_Problem statement_: Update the lines starting with the one containing "Help me locate the curved white roof." and going on through the one containing "(516, 328), (833, 461)". Replace "Help me locate" with "Find" and leave everything else unchanged.

_Records for the task_:
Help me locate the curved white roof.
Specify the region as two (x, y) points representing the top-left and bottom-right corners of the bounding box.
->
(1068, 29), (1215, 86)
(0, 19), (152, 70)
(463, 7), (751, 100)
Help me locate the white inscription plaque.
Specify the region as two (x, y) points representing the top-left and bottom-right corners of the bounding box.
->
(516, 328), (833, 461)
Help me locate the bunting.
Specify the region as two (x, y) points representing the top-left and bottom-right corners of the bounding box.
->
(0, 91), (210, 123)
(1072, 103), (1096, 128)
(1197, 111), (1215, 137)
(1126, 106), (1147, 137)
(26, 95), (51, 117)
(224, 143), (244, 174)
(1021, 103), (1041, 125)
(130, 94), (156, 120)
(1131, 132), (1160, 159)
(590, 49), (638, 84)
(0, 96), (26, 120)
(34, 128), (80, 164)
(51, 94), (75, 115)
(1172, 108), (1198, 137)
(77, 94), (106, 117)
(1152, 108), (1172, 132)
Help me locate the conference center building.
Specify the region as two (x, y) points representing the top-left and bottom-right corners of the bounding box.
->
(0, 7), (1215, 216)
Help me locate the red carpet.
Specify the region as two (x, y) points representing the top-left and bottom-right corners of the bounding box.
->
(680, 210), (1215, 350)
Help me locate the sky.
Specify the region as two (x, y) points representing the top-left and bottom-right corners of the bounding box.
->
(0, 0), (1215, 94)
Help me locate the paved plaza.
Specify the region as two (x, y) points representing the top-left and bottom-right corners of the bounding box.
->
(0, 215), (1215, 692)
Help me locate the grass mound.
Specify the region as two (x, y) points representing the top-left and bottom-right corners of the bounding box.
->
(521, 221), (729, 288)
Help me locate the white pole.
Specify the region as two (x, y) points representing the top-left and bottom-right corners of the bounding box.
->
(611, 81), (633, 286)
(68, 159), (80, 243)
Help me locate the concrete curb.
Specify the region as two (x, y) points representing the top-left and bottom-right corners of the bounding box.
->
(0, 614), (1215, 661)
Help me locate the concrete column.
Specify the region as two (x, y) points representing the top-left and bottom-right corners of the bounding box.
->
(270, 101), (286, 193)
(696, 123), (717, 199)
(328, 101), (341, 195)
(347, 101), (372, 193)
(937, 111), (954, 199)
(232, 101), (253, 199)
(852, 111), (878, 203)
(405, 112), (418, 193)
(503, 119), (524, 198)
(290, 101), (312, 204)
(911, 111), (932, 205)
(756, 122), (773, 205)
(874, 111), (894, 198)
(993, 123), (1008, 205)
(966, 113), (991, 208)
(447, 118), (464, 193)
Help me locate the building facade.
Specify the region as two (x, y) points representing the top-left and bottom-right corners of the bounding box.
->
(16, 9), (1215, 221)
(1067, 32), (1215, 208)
...
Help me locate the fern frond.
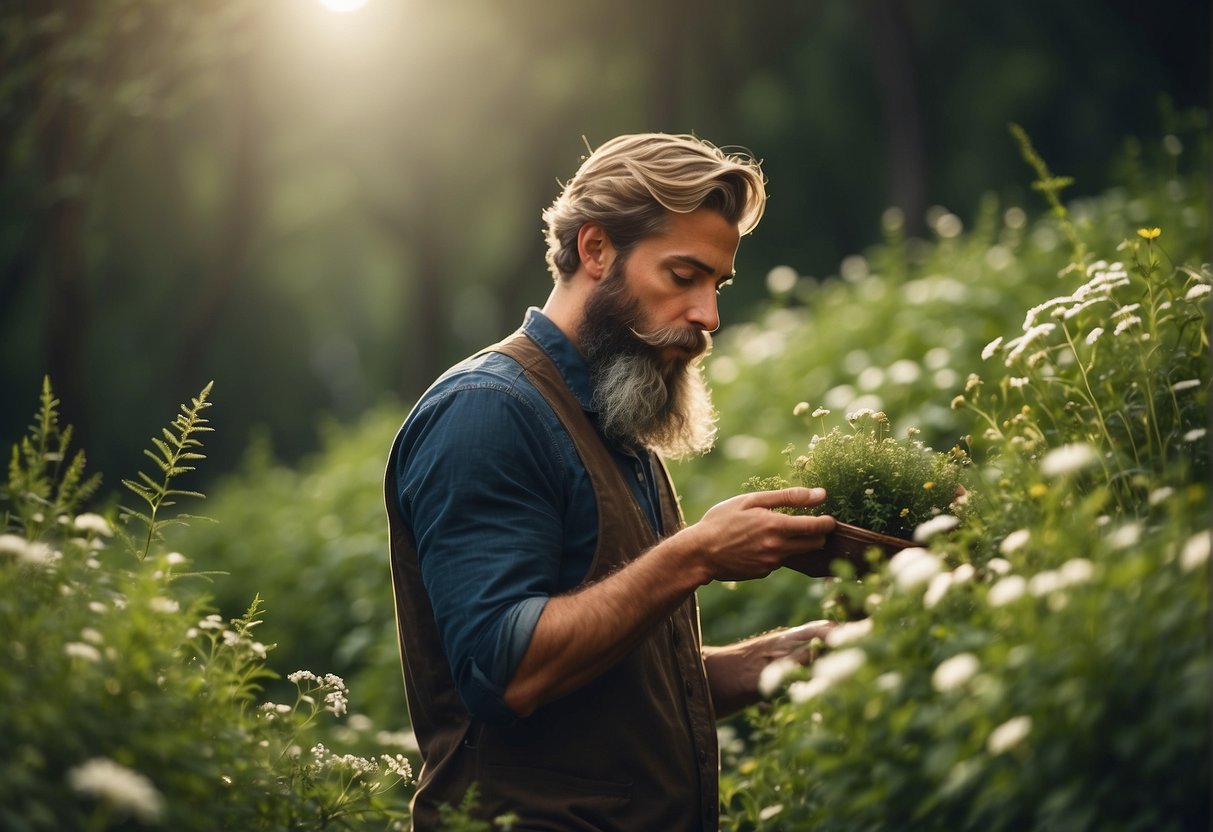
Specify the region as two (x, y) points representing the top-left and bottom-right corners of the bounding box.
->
...
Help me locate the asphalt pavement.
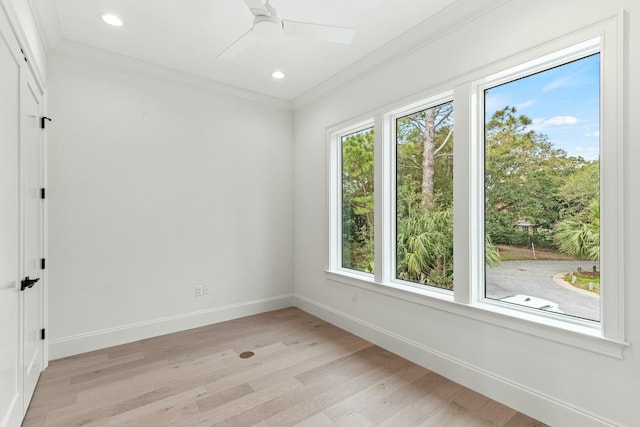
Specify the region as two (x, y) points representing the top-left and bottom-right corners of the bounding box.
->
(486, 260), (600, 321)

_Response to the exercise_:
Find the curved white roof.
Specify the region as two (x, y) points representing the top-left and bottom-right corners of the bounding box.
->
(1068, 29), (1215, 86)
(0, 19), (152, 70)
(463, 7), (751, 100)
Find the white inscription plaque.
Specify the region as two (x, y) points representing the top-left and bottom-right corners of the bounding box.
->
(516, 328), (833, 461)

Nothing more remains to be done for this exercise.